Please extract the part of the medical screening test notebook that begins at the words "Build p(x,y) for" and ends after "0.5, near random)", copying it word for word.
** EXTRACT PROVIDED follows **
# Medical Screening Test

This notebook examplify the meaning of the joint entropy measure, with the help of a fictional medical screening test. Let us consider the following random variables:
* $X$: Actual condition in {Healthy, Positive}
* $Y$: Test result in {Negative, Positive}

We will vary test quality from weak to strong and observe how the joint entropy $H\left(X,Y\right)$ and the shared information $I\left(X;Y\right)$ change.

Let us consider the following parameters: The disease prevalence (actual condition).

In [None]:
import numpy as np

# P(Healthy) = 0.9, P(Positive) = 0.1
p_x = np.array([0.9, 0.1])

We now will need to simulate the generation of a joint probability distribution for this test. The following code can do it:

In [None]:
def build_test_joint_distribution(q: float) -> np.ndarray:
    """
    Build p(x,y) for a binary medical test.

    q in [0,1] controls test quality:
        q = 0.0 -> weak test (both sensitivity/specificity = 0.5, near random)
        q = 1.0 -> strong test (sensitivity = 0.95, specificity = 0.95)
    
    X rows: [Healthy, Positive]
    Y cols: [Negative, Positive]
    """
    if not (0.0 <= q <= 1.0):
        raise ValueError("q must be in [0,1].")
    sensitivity = 0.5 + 0.45 * q 
    specificity = 0.5 + 0.45 * q 
    # Conditional probabilities:
    # For Healthy: P(Neg|Healthy)=specificity, P(Pos|Healthy)=1-specificity
    # For Positive: P(Neg|Positive)=1-sensitivity, P(Pos|Positive)=sensitivity
    p_xy = np.array([
        [p_x[0] * specificity, p_x[0] * (1 - specificity)],
        [p_x[1] * (1 - sensitivity), p_x[1] * sensitivity],
    ])
** End of EXTRACT PROVIDED **
** PROVIDED DATA follows **
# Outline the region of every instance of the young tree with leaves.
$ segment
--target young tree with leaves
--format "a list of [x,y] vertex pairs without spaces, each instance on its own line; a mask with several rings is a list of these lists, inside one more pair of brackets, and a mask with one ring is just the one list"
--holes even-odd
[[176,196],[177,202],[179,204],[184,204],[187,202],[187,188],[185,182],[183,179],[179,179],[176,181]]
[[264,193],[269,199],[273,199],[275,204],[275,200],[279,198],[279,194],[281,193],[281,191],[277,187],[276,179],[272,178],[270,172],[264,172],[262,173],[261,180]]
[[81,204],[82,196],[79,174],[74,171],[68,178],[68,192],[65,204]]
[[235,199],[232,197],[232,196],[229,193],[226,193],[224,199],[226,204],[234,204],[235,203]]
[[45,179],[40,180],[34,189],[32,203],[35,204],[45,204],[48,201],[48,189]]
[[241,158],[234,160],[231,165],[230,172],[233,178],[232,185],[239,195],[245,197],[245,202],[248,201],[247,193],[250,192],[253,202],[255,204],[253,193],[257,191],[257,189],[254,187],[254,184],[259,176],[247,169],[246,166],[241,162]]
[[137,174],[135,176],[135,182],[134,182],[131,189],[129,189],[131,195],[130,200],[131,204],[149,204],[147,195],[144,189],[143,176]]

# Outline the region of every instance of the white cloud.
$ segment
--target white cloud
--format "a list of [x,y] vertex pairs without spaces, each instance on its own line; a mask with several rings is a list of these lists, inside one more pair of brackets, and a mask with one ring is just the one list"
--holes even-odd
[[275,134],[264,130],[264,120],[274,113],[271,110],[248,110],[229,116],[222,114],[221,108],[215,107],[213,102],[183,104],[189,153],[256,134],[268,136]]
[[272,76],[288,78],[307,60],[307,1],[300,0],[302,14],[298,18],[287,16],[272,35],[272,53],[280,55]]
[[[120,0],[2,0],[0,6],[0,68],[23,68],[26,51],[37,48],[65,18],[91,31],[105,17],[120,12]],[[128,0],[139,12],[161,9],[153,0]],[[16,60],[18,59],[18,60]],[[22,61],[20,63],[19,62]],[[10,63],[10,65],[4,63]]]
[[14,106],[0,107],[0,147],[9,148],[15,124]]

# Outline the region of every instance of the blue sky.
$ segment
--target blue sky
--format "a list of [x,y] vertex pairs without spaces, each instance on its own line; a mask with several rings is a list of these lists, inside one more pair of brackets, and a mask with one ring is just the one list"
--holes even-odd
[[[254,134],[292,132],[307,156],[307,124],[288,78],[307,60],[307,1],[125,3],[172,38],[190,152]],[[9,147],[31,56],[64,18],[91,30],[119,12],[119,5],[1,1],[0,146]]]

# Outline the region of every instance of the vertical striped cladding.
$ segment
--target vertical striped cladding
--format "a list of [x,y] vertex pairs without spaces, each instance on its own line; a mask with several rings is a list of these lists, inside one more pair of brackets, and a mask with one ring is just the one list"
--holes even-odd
** End of PROVIDED DATA **
→ OUTPUT OF THE EXERCISE:
Build p(x,y) for a binary medical test.

    q in [0,1] controls test quality:
        q = 0.0 -> weak test (both sensitivity/specificity = 0.5, near random)